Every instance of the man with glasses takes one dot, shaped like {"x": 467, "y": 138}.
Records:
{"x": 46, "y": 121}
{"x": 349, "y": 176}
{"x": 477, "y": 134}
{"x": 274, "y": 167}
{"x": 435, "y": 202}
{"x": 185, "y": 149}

----------------------------------------

Please print the listing above again, reproducing every line without any changes.

Every instance of the man with glasses takes one dot, shaped like {"x": 467, "y": 138}.
Records:
{"x": 46, "y": 121}
{"x": 349, "y": 176}
{"x": 477, "y": 134}
{"x": 274, "y": 167}
{"x": 435, "y": 202}
{"x": 185, "y": 149}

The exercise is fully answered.